Method 1: pdftotext (Recommended)

pdftotext input.pdf output.txt

Or to extract to stdout:

pdftotext input.pdf -

With layout preservation:

pdftotext -layout input.pdf output.txt

Method 2: pdfinfo (Metadata)

pdfinfo input.pdf

Useful for checking page count, dimensions, and PDF properties before extraction.

Method 3: Python with PyMuPDF (fitz)

import fitz  # PyMuPDF

doc = fitz.open("input.pdf")
text = ""
for page in doc:
    text += page.get_text()
doc.close()

Method 4: Python with pdfplumber (Tables)

import pdfplumber

with pdfplumber.open("input.pdf") as pdf:
    for page in pdf.pages:
        text = page.extract_text()
        tables = page.extract_tables()

Workflow

  1. Check PDF exists and is readable:

    pdfinfo input.pdf 2>/dev/null || echo "PDF not accessible"
    
  2. Extract text using pdftotext:

    pdftotext -layout input.pdf - > extracted_text.txt
    
  3. If pdftotext fails, try Python fallback:

    import fitz
    doc = fitz.open("input.pdf")
    for i, page in enumerate(doc):
        print(f"--- Page {i+1} ---")
        print(page.get_text())
    doc.close()

> [ABOUT THIS EXERCISE]: Decide whether each statement below agrees with the text on extracting text from PDFs. Answer yes or no, and quote the deciding words of the text. 1. The pdftotext method is marked as the recommended one. 2. The pdfinfo command is used to extract tables from a PDF. 3. The Python fallback in the workflow is tried only if pdftotext fails.

> [DATA]:
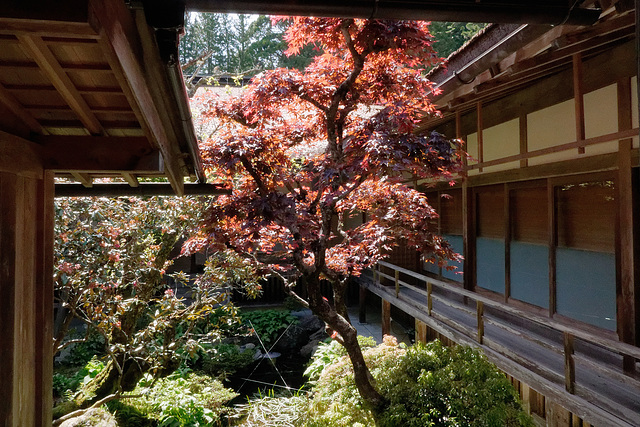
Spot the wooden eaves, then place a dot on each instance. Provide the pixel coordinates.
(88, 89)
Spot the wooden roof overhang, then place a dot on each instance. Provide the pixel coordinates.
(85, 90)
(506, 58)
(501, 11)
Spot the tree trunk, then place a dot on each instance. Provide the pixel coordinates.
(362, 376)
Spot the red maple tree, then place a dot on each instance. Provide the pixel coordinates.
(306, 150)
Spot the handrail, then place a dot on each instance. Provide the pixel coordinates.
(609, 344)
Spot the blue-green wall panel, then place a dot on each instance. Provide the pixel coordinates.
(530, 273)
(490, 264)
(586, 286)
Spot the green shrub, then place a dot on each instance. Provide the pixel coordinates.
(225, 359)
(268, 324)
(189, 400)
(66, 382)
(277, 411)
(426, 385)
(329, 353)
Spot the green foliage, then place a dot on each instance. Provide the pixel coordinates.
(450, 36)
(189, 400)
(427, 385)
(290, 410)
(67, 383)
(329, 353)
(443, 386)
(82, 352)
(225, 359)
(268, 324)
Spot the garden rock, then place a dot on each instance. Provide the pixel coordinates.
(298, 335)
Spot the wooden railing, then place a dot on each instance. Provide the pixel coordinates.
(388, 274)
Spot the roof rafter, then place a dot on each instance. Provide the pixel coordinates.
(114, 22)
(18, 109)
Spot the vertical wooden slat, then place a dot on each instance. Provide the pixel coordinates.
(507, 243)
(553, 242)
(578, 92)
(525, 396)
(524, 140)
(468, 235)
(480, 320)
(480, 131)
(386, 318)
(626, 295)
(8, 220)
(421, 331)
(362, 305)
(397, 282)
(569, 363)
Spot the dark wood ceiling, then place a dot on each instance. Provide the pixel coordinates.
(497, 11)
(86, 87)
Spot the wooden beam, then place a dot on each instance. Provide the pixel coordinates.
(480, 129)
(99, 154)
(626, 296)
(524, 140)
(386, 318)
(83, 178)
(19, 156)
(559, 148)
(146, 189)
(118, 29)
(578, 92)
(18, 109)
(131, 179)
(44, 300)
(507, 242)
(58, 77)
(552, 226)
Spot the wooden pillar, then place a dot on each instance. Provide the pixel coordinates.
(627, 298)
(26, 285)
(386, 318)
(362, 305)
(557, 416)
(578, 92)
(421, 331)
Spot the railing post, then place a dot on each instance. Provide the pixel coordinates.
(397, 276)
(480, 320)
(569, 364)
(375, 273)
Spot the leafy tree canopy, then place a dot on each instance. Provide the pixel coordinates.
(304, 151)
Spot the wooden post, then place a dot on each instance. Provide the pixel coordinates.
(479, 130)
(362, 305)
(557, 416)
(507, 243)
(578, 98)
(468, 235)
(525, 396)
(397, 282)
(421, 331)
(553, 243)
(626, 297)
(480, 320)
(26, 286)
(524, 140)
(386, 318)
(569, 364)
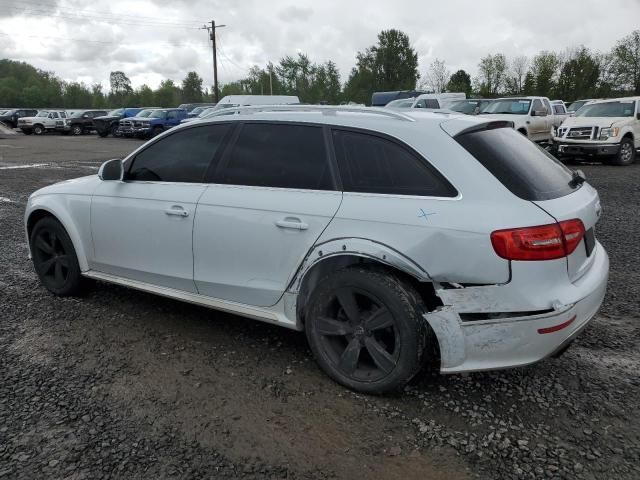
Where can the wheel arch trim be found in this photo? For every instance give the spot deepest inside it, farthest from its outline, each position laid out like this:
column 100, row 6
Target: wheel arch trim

> [WRITTEN RESPONSE]:
1. Yes: "Method 1: pdftotext (Recommended)"
2. No: "Useful for checking page count, dimensions, and PDF properties before extraction."
3. Yes: "If pdftotext fails, try Python fallback:"